> TASK: Print the data exactly. Omit the pictures.

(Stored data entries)
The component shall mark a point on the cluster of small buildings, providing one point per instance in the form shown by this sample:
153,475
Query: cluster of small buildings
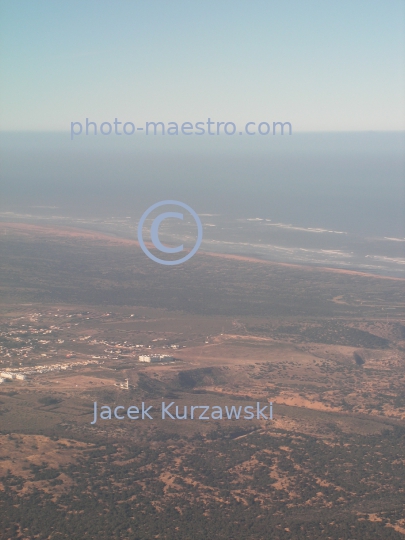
155,358
11,375
22,373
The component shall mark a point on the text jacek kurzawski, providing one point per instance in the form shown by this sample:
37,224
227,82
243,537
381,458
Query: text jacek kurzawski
171,411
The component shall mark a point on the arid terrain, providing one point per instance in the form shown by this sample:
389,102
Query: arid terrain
326,347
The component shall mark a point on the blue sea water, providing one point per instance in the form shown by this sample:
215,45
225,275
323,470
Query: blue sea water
330,199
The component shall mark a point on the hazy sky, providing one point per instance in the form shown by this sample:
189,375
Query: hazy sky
322,65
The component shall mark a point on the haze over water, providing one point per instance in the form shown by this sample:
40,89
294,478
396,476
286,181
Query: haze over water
327,199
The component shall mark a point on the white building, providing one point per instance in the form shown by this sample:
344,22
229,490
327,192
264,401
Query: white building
155,358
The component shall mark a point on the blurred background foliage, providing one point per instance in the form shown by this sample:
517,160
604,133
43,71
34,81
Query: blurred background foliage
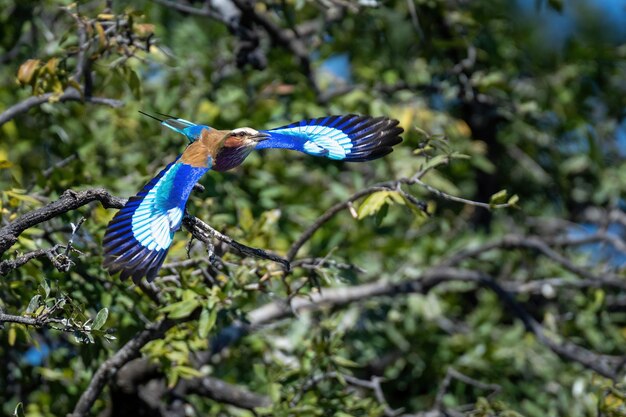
532,91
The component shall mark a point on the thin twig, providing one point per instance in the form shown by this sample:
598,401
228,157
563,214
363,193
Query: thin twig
70,94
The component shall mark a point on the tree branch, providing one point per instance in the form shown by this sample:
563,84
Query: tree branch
111,366
71,200
70,94
606,365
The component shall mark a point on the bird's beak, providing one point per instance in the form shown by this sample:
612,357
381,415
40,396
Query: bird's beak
151,116
260,136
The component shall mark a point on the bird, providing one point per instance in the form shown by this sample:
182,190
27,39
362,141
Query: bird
139,235
350,138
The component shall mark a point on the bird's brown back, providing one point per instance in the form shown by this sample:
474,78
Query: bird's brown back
209,144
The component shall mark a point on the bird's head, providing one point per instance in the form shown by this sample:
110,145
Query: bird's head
244,137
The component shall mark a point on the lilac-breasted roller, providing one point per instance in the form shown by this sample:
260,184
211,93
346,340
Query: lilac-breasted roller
140,234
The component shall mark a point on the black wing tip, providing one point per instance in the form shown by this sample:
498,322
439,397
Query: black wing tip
376,139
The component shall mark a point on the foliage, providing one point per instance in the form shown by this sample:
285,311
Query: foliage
493,115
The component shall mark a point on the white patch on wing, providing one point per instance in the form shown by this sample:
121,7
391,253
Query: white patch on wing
322,138
152,228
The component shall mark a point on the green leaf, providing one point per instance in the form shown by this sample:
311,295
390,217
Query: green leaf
46,288
375,202
100,319
513,200
33,304
372,204
188,372
207,321
498,198
181,309
19,410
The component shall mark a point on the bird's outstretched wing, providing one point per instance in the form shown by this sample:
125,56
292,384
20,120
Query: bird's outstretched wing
348,137
139,236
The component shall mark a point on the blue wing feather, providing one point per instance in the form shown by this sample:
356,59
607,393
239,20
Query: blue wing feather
140,234
349,137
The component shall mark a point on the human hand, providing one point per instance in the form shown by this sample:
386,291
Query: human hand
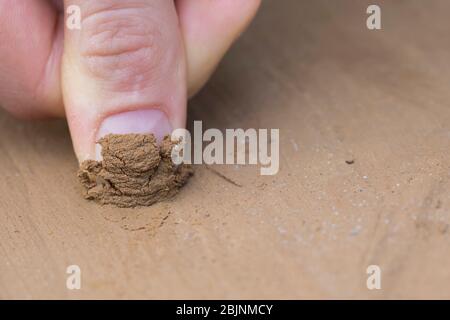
129,69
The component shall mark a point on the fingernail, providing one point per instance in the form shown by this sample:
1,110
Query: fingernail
139,121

> WORKED SOLUTION:
The component shall mark a point on the cluster of small buildings, providing one point per instance in the form shown by this sample:
153,475
Query: cluster of small buildings
155,358
11,375
22,373
The component shall mark a point on the text jacek kurzawski, providing one point per instance in the form shown by this sample:
37,224
227,82
243,537
381,458
Query: text jacek kurzawski
171,411
The component shall mark a point on the arid terrain, providing one point per instance in the form shown by this sample:
389,102
Query: arid terrain
326,347
The component shall mark a point on the blue sea water, providing one point per instance in the form shown by this sample:
215,45
225,275
323,470
Query: blue sea water
330,199
The component shall mark a point on the hazy sky, providing one point per instance in the form shown by this sample:
189,375
Query: hazy sky
322,65
The component shall mark a point on the haze over water, providing one point per instance in the form shown by this sample:
40,89
294,478
396,476
286,181
Query: haze over water
327,199
The component shall mark a point on the white building, providing one point per instance in the form shown by this sample:
344,22
229,490
327,192
264,401
Query: white building
155,358
The component shall mark a point on the blurred background foliage, providing one point per instance in the form shown by this sample:
517,160
604,133
43,71
34,81
Query: blurred background foliage
532,91
The component shall mark a point on the thin twig, providing one point per instance in the form shown by this sample:
598,401
228,157
563,214
363,193
Query: thin twig
70,94
The component shall mark a point on the tree branch, providing one point per instance in the form shown by this sample:
563,84
Query: tree branch
111,366
71,200
70,94
606,365
The component shall mark a point on the bird's beak, providing one point per instance in the form shown by this sample:
612,357
381,415
40,396
Query: bird's beak
151,116
260,136
The component shall mark a point on the bird, providing one point per instance in the form shown by this sample:
182,190
27,39
362,141
Query: bird
139,235
350,138
The component shall mark a point on the bird's brown back, providing one point per instance in the form shown by this sample:
474,78
Query: bird's brown back
209,144
The component shall mark a point on the bird's head, providing one point per instance in the form shown by this sample:
110,145
Query: bird's head
244,137
The component shall mark a point on the lilac-breasted roller, providing one point per instance in the form shown by this sample:
260,184
211,93
346,340
Query: lilac-breasted roller
140,234
The component shall mark a point on the black wing tip, providing one point per instance in the form shown by this sample:
498,322
439,397
Query: black wing tip
376,139
The component shall mark a point on the foliage, providing one point per instance in the form shown by this sample:
285,311
Query: foliage
493,115
The component shall mark a point on the white patch on wing, providing one point per instance in the form shown by this sample:
121,7
391,253
Query: white patch on wing
322,138
152,228
The component shall mark a point on the green leaf, providing one point per instance in the form shown by this sample:
311,295
390,217
Query: green leaf
46,288
375,202
100,319
513,200
33,304
372,204
188,372
207,321
498,198
181,309
19,410
The component shall mark a point on the bird's outstretched wing, providing one point per instance in the form shown by this sample:
125,56
292,384
20,120
Query: bird's outstretched wing
348,137
139,236
The component shall mark a point on the blue wing feather, providing one point per instance in the form shown by this sample:
356,59
607,393
239,20
Query: blue wing feather
140,234
349,137
The component shall mark a point on the human hand, providing one point per instance in the form shown by this sample:
386,291
Query: human hand
129,69
The component shall mark a point on the fingernail, providing one point per instance in the form shown by this sample:
1,110
Query: fingernail
139,121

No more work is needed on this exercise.